Work required
Where the string "moss" occurs in a line of the data below, that line should be copied.

[[ Records to process open ]]

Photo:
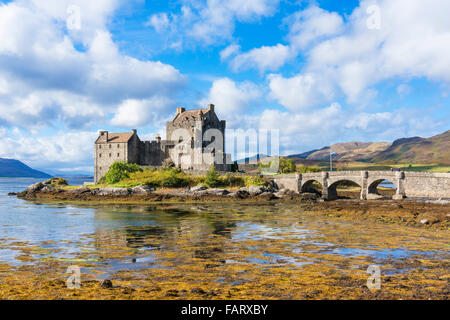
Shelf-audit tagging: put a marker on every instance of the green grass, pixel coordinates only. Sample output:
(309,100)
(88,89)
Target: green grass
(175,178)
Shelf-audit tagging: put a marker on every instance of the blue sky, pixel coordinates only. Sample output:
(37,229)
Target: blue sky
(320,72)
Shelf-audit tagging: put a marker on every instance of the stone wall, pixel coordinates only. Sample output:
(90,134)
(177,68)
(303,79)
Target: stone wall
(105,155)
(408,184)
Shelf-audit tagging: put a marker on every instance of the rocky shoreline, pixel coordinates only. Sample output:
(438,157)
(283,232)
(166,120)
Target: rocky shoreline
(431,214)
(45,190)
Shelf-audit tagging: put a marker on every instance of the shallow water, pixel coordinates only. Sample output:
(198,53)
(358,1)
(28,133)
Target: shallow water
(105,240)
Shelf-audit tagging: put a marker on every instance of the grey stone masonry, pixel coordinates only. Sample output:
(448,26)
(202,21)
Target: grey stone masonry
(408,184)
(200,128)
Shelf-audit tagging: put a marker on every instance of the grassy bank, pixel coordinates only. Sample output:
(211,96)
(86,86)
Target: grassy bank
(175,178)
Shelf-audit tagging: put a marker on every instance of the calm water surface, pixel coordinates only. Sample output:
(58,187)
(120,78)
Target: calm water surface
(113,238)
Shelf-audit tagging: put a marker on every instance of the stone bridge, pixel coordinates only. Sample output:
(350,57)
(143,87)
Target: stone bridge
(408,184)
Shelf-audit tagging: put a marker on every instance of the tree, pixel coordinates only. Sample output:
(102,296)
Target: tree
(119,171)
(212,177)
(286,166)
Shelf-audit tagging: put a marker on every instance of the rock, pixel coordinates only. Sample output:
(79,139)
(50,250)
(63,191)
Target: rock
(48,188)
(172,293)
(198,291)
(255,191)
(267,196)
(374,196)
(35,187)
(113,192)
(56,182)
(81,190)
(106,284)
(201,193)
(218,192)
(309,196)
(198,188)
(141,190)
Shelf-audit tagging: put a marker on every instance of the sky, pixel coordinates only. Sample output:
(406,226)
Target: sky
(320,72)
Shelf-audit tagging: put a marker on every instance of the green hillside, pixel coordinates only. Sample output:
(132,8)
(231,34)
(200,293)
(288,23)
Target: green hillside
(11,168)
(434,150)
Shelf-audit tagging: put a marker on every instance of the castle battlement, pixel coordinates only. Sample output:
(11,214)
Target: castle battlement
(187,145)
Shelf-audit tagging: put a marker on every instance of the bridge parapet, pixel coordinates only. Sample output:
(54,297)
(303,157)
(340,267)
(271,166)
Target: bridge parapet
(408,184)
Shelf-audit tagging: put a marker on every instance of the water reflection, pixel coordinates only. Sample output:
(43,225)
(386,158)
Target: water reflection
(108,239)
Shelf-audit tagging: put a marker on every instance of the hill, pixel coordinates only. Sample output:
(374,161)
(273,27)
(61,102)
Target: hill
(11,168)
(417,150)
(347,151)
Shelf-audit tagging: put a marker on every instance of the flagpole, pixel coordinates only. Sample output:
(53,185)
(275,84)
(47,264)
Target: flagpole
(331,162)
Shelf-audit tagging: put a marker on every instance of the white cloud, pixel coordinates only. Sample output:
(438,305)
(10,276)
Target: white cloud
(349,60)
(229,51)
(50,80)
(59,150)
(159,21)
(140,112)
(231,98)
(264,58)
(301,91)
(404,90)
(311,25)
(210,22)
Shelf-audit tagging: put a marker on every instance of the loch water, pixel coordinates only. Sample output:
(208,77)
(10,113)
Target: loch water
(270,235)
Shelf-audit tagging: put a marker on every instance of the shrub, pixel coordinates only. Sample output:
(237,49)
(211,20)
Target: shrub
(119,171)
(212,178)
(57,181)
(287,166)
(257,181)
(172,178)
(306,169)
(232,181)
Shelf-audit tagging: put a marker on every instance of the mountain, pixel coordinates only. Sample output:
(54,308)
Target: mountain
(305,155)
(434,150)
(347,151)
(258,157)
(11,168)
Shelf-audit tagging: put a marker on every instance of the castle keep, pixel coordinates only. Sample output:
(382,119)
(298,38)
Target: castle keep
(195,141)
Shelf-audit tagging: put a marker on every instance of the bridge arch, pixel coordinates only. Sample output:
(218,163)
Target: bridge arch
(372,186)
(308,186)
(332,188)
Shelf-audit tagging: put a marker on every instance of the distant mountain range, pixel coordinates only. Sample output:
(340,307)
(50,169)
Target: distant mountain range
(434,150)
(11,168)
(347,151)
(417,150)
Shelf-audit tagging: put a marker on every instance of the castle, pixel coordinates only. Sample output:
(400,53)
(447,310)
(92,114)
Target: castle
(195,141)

[[ Records to process closed ]]
[[ Records to process open ]]

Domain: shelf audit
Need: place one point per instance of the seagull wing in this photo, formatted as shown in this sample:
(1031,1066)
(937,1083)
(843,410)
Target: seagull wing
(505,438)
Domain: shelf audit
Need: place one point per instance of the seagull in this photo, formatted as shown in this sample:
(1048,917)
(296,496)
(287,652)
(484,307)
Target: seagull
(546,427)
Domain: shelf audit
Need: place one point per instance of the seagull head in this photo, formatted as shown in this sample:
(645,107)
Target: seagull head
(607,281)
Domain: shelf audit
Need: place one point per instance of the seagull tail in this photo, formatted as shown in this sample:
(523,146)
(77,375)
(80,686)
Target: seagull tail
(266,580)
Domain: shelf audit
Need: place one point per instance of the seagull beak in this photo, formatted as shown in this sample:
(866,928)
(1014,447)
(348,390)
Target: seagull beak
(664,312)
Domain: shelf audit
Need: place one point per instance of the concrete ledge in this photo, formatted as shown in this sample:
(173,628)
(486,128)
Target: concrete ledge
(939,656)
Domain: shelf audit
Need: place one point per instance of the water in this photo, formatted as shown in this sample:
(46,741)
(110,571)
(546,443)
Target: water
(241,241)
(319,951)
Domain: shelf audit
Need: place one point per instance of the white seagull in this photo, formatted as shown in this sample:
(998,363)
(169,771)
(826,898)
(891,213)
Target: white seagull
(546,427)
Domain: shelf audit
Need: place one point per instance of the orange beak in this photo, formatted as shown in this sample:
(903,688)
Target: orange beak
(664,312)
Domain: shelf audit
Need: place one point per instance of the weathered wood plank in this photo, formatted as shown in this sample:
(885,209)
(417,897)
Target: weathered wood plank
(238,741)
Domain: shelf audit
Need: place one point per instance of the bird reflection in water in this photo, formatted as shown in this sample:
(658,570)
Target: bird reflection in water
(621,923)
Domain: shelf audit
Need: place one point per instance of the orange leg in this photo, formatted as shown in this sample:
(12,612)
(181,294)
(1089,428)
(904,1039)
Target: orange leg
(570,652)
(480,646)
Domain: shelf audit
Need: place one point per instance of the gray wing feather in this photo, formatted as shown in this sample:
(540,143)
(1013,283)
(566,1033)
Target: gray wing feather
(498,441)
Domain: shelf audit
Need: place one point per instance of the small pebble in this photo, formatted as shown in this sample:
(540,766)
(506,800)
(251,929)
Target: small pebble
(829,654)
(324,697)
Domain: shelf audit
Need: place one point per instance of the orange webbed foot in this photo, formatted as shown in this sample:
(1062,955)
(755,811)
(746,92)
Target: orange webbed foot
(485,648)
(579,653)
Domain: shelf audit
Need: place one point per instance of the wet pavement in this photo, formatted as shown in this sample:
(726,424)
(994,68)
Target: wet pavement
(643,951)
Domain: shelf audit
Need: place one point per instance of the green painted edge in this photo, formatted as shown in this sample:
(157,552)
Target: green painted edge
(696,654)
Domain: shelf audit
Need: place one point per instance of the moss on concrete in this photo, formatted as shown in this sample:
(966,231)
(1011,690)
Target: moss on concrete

[[ Records to process closed ]]

Reply to the task
Need: place one point per instance of the moss on concrete in this photo, formatted as shown in this sample:
Target: moss on concrete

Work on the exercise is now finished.